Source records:
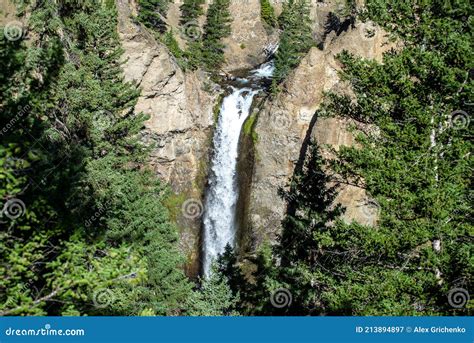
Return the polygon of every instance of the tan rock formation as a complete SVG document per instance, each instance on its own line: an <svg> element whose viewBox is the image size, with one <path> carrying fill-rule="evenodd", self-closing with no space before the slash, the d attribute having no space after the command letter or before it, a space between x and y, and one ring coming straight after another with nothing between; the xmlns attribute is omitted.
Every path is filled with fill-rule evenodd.
<svg viewBox="0 0 474 343"><path fill-rule="evenodd" d="M324 23L330 11L340 7L338 0L311 2L311 17L315 39L322 39ZM215 95L202 90L208 82L200 73L183 73L167 49L141 26L130 19L130 7L134 0L118 0L119 33L125 49L124 66L127 80L137 82L141 96L136 111L150 114L147 122L147 139L156 143L152 166L157 174L169 182L173 190L181 194L180 204L186 199L202 199L204 180L208 171L213 127L212 108ZM179 30L179 5L171 5L167 20ZM205 8L209 5L206 2ZM281 10L281 2L275 8ZM231 71L250 68L264 61L263 47L274 35L268 35L260 19L259 0L232 0L232 35L226 39L226 64L223 69ZM202 27L204 16L199 19ZM175 27L176 26L176 27ZM320 144L354 144L352 135L346 130L347 122L341 119L320 119L314 123L313 116L323 99L323 92L334 87L346 89L339 82L340 69L335 56L343 49L366 58L380 59L388 49L383 46L384 34L376 30L373 37L367 36L372 29L369 24L359 23L354 30L326 37L324 50L313 48L300 66L288 78L284 91L271 101L266 101L255 127L258 139L255 144L253 170L244 170L243 183L248 185L245 195L248 204L241 213L247 215L250 230L245 236L244 248L258 245L265 237L273 238L279 231L279 223L285 204L277 191L284 187L293 173L300 155L303 141L314 137ZM180 44L185 41L178 37ZM315 125L314 125L315 124ZM251 142L250 142L251 145ZM248 139L244 147L249 146ZM246 151L242 152L244 155ZM247 162L240 163L245 166ZM366 195L361 189L345 186L338 200L346 206L346 219L373 224L376 208L367 206ZM176 219L182 227L181 246L190 256L189 274L197 272L199 254L199 216L184 217L177 208Z"/></svg>
<svg viewBox="0 0 474 343"><path fill-rule="evenodd" d="M285 203L277 190L285 187L292 176L305 137L311 136L320 144L336 148L354 144L346 121L319 119L314 127L312 121L324 91L334 87L346 88L337 75L340 66L335 56L338 53L348 50L364 58L380 60L383 52L389 49L384 45L386 37L380 29L373 37L367 37L367 25L359 23L355 29L338 37L328 37L323 51L312 48L289 76L281 94L264 105L255 127L258 141L248 204L247 219L251 232L247 235L261 241L265 236L273 239L278 233ZM346 206L347 221L374 224L377 209L368 203L362 189L344 186L337 201Z"/></svg>
<svg viewBox="0 0 474 343"><path fill-rule="evenodd" d="M225 71L254 67L265 61L269 37L260 18L259 0L232 0L232 34L224 39Z"/></svg>
<svg viewBox="0 0 474 343"><path fill-rule="evenodd" d="M209 0L204 3L204 13L207 12L211 2ZM183 37L185 35L183 30L185 31L187 28L190 30L196 29L202 33L206 18L203 15L197 22L187 23L184 25L185 27L180 27L179 6L181 4L182 1L170 4L167 21L172 26L173 31L177 33L175 37L180 46L184 48L186 46L186 39ZM264 62L265 54L263 53L263 47L270 38L260 18L260 1L231 0L229 11L232 14L232 33L230 37L224 39L226 62L222 66L222 70L229 72L236 69L251 68Z"/></svg>
<svg viewBox="0 0 474 343"><path fill-rule="evenodd" d="M0 25L2 27L12 21L18 21L15 13L15 4L11 0L0 0Z"/></svg>
<svg viewBox="0 0 474 343"><path fill-rule="evenodd" d="M125 79L141 88L135 111L150 115L146 139L156 145L151 165L178 194L171 212L181 228L180 244L189 258L188 273L196 275L199 213L184 216L181 203L194 199L199 205L203 197L215 96L202 89L204 75L183 73L167 49L131 20L130 2L117 1Z"/></svg>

**EXERCISE REQUIREMENTS:** Without including any pictures, print each record exactly.

**RESPONSE AREA:**
Return the polygon of every instance of the tan rock formation as a complete SVG document per instance, each instance on its own line: an <svg> element whose viewBox is the image size, with one <path> carrying fill-rule="evenodd", self-closing with no space before the slash, the d attribute having no space after the command letter or before it, a space between x and y, and one ring coming straight after another with nothing between; the xmlns attribute is omitted.
Every path is filled with fill-rule evenodd.
<svg viewBox="0 0 474 343"><path fill-rule="evenodd" d="M324 23L330 11L340 7L338 0L311 2L311 17L315 39L322 39ZM215 95L202 90L208 82L200 73L183 73L167 49L141 26L130 19L130 7L134 0L118 0L119 33L125 49L124 66L127 80L137 82L141 96L136 111L150 114L147 122L147 139L156 143L152 166L157 174L169 182L173 190L181 194L180 204L186 199L202 199L204 180L208 171L213 127L212 108ZM179 30L179 5L171 5L167 20ZM205 8L209 5L206 2ZM281 10L281 2L275 8ZM231 71L250 68L264 61L263 47L274 35L268 35L260 19L259 0L232 0L232 35L226 39L226 64L223 69ZM202 27L204 16L199 19ZM175 27L176 26L176 27ZM320 144L354 144L352 135L346 130L347 122L341 119L320 119L314 123L313 116L323 99L323 92L334 87L346 89L339 82L340 69L335 56L343 49L366 58L380 59L388 49L383 46L384 34L376 30L373 37L367 36L372 29L369 24L359 23L354 30L326 37L324 50L313 48L300 66L288 78L284 91L271 101L266 101L255 127L258 139L255 144L253 170L244 170L243 183L248 185L245 195L248 204L241 213L247 215L250 230L245 236L244 248L258 245L265 237L273 238L279 231L279 223L285 204L277 191L284 187L293 173L300 155L303 141L314 137ZM180 44L185 41L178 37ZM315 125L314 125L315 124ZM251 142L250 142L251 145ZM248 139L244 147L249 146ZM246 151L242 152L244 155ZM247 162L240 163L245 166ZM366 195L361 189L345 186L338 200L346 206L346 219L373 224L376 208L367 206ZM176 219L182 227L181 246L190 256L189 274L197 272L199 254L199 216L184 217L177 208Z"/></svg>
<svg viewBox="0 0 474 343"><path fill-rule="evenodd" d="M285 203L277 190L285 187L292 176L305 137L311 136L320 144L336 148L354 144L346 121L319 119L314 127L312 121L324 91L334 87L346 88L337 75L340 66L335 56L338 53L348 50L364 58L380 60L383 52L389 49L384 45L386 37L380 29L373 37L367 37L367 25L359 23L355 29L338 37L328 37L323 51L312 48L289 76L281 94L264 105L255 127L258 141L248 204L247 219L251 232L247 235L261 241L265 236L273 239L278 233ZM346 206L347 221L374 224L377 209L368 203L362 189L344 186L337 201Z"/></svg>
<svg viewBox="0 0 474 343"><path fill-rule="evenodd" d="M225 71L254 67L265 61L269 37L260 18L259 0L232 0L232 34L224 39Z"/></svg>
<svg viewBox="0 0 474 343"><path fill-rule="evenodd" d="M209 0L204 3L204 13L207 12L211 2ZM183 37L185 35L183 30L185 31L187 28L190 30L196 29L202 33L206 18L203 15L197 22L187 23L184 25L185 27L180 27L179 6L181 4L182 1L170 4L167 21L172 26L173 31L177 33L175 37L180 46L184 48L186 46L186 39ZM264 62L265 54L263 53L263 47L270 38L260 18L260 1L231 0L229 11L232 14L232 33L230 37L224 39L226 62L222 66L222 70L229 72L236 69L251 68Z"/></svg>
<svg viewBox="0 0 474 343"><path fill-rule="evenodd" d="M0 25L2 27L12 21L18 21L15 13L15 4L11 0L0 0Z"/></svg>
<svg viewBox="0 0 474 343"><path fill-rule="evenodd" d="M125 79L141 88L135 111L150 115L146 139L156 145L151 165L178 194L171 212L181 228L180 244L189 258L188 273L196 275L199 213L184 216L181 203L194 199L199 205L203 197L215 96L202 89L204 75L183 73L167 49L131 20L130 2L117 1Z"/></svg>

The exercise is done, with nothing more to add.